Set exercise:
Please collect and copy every line in the records below that contains the word "mesh". Uppercase and lowercase count as different.

Given information:
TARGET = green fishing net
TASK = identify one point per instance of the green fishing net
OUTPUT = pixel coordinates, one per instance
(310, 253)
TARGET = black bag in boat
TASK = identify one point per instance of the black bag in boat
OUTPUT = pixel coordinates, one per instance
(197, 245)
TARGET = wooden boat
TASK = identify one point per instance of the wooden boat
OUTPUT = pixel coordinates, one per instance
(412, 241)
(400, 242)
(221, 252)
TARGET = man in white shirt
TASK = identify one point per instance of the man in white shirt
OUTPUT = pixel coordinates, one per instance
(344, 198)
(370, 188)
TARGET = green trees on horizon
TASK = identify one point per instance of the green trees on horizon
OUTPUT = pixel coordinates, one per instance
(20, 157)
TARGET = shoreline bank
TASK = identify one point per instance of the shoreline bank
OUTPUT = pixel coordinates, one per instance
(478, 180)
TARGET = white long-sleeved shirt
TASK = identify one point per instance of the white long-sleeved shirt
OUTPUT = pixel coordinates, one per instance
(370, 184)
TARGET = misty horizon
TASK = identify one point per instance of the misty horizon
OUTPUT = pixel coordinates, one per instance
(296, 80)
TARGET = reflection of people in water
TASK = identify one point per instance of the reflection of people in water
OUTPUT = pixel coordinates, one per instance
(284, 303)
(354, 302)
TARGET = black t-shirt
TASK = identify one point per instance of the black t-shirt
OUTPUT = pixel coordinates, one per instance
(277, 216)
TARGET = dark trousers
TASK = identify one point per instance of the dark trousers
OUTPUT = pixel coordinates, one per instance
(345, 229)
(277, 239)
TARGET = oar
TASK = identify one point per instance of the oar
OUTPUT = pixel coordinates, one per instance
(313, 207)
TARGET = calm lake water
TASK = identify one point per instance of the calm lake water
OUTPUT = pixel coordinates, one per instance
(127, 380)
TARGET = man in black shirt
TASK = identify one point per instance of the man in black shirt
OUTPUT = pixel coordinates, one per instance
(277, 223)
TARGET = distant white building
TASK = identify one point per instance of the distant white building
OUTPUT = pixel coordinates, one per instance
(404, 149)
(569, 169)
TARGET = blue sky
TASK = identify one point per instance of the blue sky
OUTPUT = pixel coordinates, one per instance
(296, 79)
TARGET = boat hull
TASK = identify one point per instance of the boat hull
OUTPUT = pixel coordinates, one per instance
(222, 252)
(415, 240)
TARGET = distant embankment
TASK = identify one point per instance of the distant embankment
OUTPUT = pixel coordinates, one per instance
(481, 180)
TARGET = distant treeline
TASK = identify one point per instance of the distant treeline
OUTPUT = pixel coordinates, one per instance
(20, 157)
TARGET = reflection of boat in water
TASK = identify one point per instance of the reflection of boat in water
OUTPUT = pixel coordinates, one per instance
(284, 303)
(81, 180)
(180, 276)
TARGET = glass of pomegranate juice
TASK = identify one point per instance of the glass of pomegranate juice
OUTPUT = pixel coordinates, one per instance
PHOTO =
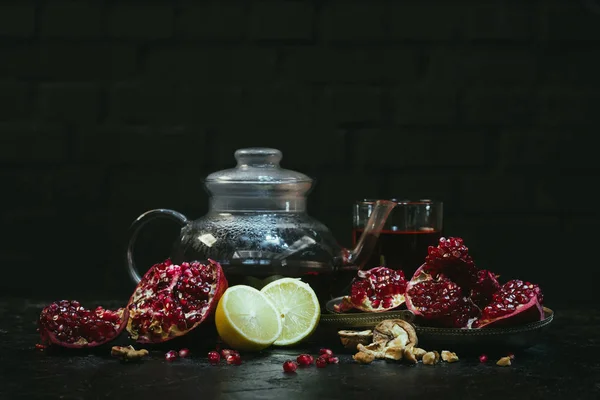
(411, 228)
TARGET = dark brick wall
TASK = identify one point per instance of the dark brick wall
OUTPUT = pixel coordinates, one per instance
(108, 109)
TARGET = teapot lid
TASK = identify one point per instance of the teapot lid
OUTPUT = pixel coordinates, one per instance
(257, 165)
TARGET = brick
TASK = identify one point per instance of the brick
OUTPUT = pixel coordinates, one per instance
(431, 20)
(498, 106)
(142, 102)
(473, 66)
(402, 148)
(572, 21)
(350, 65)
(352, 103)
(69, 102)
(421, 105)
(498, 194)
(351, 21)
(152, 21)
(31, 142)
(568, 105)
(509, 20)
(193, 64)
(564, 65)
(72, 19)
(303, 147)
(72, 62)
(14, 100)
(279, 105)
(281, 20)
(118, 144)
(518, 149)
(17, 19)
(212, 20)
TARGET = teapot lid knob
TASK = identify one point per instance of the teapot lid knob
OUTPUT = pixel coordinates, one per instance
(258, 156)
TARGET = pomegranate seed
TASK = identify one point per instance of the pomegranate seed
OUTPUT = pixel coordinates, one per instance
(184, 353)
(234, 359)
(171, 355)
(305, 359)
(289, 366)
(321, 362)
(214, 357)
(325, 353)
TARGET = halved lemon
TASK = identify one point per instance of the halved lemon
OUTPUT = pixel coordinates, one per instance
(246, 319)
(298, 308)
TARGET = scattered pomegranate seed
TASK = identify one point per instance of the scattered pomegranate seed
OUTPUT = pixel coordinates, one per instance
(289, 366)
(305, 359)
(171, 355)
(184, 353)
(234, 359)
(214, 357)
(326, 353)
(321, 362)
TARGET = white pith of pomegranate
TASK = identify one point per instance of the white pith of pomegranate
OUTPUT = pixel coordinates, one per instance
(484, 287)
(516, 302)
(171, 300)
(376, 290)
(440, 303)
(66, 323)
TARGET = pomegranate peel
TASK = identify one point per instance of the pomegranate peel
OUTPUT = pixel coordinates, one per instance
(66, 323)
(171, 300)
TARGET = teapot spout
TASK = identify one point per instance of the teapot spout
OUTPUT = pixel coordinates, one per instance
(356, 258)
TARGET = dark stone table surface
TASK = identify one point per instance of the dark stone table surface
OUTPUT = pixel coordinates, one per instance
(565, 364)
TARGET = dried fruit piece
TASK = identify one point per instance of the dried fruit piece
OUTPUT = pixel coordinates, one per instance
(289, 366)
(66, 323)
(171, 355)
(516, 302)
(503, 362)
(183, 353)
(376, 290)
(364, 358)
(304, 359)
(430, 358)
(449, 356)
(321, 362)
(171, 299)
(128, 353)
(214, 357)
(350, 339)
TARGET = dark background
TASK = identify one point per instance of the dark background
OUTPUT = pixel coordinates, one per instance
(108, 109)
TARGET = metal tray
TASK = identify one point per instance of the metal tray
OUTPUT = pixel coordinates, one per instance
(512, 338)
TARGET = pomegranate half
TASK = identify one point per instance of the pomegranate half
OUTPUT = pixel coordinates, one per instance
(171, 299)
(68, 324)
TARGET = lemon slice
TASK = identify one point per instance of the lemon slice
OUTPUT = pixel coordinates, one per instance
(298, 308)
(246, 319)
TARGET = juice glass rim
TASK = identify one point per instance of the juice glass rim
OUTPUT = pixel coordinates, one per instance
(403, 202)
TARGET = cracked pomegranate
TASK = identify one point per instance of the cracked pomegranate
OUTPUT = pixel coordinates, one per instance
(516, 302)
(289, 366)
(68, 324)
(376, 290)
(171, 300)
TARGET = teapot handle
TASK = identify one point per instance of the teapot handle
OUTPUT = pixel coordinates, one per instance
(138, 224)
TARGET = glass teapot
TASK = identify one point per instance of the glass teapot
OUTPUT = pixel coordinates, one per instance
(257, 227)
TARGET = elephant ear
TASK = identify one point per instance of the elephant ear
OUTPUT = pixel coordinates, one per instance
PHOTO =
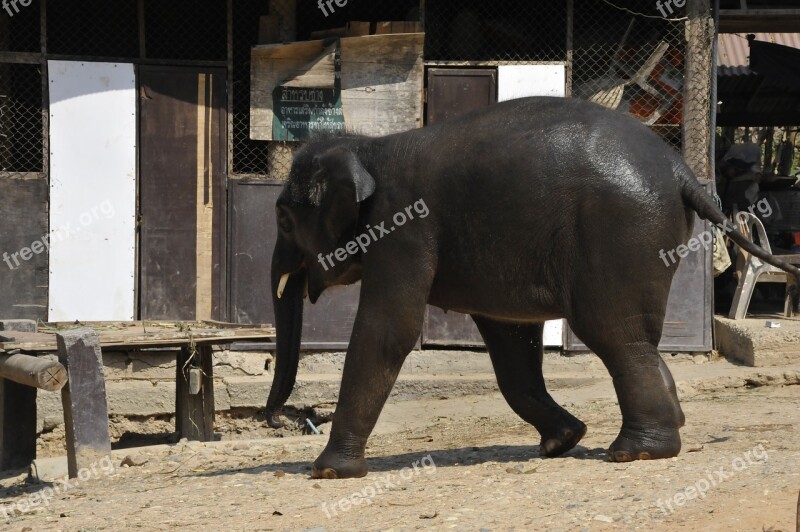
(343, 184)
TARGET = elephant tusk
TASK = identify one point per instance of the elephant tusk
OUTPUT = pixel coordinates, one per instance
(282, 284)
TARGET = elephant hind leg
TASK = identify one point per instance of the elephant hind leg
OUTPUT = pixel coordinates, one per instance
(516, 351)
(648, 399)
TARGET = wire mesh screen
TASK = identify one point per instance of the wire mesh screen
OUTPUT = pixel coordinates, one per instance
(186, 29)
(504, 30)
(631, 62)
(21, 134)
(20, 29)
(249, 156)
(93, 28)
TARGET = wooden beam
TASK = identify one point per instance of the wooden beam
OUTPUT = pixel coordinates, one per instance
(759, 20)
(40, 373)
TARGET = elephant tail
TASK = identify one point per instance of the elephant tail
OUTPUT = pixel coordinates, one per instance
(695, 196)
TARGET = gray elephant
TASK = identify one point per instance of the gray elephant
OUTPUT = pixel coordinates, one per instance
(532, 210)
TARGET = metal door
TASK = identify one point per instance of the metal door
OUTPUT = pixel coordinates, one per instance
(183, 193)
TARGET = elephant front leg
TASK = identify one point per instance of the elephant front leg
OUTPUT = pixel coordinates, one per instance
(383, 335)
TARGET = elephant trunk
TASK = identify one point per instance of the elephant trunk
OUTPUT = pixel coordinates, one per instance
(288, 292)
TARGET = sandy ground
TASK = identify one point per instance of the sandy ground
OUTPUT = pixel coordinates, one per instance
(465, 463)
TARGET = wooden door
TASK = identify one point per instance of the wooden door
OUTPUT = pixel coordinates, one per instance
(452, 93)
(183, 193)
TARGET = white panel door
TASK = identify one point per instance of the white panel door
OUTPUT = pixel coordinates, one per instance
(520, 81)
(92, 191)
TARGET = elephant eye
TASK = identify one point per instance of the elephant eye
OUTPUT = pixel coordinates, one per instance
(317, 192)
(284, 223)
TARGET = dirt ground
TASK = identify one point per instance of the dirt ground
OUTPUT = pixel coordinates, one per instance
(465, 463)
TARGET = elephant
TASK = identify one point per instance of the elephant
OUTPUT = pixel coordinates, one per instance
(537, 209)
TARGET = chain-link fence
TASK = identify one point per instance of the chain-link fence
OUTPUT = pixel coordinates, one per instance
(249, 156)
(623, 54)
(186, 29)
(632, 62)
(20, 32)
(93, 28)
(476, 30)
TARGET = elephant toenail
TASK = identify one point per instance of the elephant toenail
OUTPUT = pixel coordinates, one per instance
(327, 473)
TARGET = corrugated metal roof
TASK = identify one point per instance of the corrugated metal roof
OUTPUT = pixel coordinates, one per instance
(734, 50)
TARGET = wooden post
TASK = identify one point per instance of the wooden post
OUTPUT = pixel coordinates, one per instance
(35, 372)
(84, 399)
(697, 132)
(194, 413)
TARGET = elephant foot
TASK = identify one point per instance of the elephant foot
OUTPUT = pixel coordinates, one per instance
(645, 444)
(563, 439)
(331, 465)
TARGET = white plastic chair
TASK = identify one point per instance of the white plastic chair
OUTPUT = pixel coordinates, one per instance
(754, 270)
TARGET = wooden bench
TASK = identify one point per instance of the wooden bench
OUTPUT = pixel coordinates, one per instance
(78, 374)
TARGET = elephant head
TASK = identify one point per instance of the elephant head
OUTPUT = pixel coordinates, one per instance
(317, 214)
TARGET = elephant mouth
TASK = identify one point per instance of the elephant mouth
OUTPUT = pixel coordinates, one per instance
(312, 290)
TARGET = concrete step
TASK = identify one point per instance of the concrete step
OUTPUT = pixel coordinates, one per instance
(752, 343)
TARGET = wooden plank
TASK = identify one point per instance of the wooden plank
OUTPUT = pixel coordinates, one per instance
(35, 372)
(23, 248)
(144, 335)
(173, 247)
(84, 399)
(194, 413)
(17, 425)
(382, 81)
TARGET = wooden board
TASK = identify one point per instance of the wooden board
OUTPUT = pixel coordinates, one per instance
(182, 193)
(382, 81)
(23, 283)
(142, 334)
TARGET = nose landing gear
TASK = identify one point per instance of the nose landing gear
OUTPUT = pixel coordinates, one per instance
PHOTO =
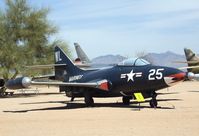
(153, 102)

--

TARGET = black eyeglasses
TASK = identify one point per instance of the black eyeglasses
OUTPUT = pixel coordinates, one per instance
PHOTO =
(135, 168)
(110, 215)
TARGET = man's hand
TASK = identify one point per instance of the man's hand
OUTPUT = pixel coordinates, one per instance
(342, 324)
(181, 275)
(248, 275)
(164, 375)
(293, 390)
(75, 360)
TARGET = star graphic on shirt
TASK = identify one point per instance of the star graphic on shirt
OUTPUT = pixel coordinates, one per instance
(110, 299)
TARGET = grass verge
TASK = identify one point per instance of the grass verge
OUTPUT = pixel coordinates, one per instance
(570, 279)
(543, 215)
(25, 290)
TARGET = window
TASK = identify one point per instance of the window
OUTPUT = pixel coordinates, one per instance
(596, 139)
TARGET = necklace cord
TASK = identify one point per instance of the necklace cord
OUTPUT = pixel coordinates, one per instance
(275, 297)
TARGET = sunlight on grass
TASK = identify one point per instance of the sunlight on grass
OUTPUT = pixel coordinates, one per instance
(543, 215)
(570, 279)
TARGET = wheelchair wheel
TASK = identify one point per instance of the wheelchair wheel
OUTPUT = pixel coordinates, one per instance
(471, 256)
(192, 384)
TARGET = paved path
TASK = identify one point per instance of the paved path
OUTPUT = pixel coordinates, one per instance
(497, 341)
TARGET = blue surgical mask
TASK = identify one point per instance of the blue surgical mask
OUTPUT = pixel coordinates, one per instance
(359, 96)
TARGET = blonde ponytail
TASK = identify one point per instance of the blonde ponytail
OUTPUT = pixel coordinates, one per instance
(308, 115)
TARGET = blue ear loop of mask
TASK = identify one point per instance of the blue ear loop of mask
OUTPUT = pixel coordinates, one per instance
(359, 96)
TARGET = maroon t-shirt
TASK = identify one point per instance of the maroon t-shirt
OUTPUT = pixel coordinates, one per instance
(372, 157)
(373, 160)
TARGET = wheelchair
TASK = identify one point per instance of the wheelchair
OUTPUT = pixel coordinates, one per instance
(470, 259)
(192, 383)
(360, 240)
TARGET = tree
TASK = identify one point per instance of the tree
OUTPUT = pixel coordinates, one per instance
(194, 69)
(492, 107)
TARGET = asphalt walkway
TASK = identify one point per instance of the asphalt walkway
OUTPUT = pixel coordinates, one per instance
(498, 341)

The response:
TARGET = wire mesh screen
TASK = identify one point per instance of the wire mesh screen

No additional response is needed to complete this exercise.